DESCRIPTION OF THE TASK
Reproduce the following records exactly from the line containing "Please put a marker on the red" onward, ending with the last line and including it.

** begin **

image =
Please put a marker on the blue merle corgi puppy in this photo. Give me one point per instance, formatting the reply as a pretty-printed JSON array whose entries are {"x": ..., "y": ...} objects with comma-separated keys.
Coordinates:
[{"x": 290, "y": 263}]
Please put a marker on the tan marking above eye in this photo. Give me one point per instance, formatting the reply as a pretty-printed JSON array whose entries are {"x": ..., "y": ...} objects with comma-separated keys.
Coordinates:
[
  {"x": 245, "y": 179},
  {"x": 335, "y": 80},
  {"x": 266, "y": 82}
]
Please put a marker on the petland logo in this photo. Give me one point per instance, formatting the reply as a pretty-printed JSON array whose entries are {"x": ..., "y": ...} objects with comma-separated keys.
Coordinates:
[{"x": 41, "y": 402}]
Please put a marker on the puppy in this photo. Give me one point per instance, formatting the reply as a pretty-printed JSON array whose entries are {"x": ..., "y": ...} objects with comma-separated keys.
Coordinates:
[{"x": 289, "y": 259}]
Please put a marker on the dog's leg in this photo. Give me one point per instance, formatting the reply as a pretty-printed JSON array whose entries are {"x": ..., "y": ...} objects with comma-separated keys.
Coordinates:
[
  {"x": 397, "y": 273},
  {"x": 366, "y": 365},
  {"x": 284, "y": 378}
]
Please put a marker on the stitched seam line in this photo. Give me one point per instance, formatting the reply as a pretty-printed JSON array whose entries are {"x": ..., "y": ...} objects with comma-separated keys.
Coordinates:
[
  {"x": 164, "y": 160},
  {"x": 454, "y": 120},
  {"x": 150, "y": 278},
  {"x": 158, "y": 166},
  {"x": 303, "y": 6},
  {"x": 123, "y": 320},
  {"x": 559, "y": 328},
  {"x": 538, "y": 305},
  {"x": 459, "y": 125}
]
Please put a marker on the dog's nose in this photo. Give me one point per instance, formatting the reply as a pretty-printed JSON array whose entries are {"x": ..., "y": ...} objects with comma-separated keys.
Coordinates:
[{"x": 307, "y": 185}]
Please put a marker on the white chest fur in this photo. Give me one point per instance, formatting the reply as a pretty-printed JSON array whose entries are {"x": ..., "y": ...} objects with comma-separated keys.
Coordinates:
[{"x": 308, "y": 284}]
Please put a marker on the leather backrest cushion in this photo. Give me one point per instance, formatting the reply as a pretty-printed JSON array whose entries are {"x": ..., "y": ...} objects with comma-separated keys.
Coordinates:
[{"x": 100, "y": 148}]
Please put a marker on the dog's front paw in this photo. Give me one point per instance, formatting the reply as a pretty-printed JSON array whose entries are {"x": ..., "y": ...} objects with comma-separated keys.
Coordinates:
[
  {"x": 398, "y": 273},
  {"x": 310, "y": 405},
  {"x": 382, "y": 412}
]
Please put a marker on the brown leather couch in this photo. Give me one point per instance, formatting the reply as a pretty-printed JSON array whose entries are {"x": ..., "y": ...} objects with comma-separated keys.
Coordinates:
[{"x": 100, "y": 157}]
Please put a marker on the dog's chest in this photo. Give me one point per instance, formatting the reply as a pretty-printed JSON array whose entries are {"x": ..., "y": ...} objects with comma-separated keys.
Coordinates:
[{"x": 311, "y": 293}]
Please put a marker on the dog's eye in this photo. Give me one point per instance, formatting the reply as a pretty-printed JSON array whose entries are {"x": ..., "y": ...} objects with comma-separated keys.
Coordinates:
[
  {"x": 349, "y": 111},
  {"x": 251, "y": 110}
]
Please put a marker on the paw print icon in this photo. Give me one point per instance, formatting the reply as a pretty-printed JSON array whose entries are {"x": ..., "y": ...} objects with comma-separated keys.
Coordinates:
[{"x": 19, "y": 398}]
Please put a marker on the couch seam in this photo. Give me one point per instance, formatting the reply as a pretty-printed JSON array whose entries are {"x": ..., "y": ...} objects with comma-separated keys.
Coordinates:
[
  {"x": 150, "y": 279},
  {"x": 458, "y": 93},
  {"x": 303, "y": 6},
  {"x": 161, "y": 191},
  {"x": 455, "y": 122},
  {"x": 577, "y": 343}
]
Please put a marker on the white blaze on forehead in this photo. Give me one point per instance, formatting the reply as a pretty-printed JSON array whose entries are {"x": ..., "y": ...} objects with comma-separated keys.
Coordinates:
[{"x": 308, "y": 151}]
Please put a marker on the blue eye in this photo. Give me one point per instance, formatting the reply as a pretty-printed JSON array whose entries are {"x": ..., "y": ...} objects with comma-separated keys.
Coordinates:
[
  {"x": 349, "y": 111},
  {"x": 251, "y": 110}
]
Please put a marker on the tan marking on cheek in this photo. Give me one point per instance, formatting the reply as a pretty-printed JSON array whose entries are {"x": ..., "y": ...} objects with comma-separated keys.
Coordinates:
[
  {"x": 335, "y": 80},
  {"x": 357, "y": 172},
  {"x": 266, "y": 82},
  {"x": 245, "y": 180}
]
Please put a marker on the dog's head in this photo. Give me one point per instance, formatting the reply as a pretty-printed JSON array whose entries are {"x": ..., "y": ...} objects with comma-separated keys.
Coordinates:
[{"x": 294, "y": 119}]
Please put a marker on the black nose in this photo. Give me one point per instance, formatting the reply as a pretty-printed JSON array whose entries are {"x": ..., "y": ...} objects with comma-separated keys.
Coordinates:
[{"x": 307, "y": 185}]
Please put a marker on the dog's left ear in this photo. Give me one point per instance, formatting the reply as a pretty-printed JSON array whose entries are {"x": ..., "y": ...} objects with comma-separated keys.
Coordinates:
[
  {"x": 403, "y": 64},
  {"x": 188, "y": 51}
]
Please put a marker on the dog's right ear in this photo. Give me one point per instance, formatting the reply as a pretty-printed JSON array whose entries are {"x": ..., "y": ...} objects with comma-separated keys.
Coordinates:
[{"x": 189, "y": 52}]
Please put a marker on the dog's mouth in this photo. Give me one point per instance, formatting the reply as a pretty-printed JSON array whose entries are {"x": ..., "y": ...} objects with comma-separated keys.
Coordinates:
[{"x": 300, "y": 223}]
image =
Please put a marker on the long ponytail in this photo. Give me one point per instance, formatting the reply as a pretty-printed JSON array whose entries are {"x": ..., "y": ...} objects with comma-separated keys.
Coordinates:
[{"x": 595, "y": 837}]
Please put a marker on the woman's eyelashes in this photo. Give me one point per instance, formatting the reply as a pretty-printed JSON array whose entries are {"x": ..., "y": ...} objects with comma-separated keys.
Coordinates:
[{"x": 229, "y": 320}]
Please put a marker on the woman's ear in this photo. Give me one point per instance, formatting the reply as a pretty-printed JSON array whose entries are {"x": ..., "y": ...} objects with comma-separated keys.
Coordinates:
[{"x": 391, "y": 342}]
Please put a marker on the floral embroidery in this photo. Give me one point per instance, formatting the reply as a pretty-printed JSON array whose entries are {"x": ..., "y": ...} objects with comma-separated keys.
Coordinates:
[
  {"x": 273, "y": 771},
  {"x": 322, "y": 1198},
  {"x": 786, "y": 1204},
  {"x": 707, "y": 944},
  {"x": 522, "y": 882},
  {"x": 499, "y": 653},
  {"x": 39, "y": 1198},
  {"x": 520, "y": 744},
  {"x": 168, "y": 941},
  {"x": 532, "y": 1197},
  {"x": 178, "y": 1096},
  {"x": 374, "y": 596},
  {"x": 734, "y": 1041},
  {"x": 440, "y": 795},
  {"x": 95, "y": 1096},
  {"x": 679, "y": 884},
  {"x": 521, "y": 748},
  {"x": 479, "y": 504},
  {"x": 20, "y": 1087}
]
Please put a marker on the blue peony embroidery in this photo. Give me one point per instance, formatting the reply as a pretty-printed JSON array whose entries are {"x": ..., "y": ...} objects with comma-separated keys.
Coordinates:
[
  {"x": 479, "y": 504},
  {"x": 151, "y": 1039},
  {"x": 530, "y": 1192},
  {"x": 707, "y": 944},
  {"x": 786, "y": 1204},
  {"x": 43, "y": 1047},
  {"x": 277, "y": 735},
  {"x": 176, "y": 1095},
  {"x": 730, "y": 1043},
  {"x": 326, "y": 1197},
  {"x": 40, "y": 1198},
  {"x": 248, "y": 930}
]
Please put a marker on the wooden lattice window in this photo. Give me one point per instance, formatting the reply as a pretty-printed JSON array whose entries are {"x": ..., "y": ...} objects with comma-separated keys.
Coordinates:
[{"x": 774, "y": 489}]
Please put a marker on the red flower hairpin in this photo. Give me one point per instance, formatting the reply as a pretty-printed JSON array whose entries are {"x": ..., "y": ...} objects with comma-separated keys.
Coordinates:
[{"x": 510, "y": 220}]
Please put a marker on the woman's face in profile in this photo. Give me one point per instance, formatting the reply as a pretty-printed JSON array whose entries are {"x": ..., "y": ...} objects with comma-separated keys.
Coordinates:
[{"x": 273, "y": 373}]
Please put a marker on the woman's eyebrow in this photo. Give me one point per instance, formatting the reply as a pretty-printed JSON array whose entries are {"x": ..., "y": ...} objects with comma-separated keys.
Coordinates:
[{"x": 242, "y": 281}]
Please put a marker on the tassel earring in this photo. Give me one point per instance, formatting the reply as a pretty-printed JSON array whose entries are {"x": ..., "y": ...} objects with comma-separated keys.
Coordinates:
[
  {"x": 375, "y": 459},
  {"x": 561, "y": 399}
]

** end **

PROBLEM SOLUTION
Please put a marker on the red flower hairpin in this photo. Give me one point per instance, formatting the reply as a pretty-printed JSON array whose entries are {"x": ..., "y": ...} objects with comma-separated keys.
Coordinates:
[{"x": 510, "y": 220}]
Please put a marker on the woman's face in profile in this photo. Give me one point per instance, formatting the reply as a pretty-printed JSON array whose entries are {"x": ..., "y": ...} objects with comma-separated keys.
Coordinates:
[{"x": 273, "y": 373}]
Please put a marker on the woman's eyebrow in this photo. Give me one point per instance, formatting the reply as a pretty-printed JSON array whose entries are {"x": ..., "y": ...} objects with comma-separated keys.
Coordinates:
[{"x": 242, "y": 281}]
Please put a marker on the tassel earring in this photo. Give me one point per instance, formatting the reply as a pretty-printed JSON array whose entries are {"x": ..., "y": ...} objects with comma-separated keys.
Coordinates:
[
  {"x": 375, "y": 459},
  {"x": 561, "y": 399}
]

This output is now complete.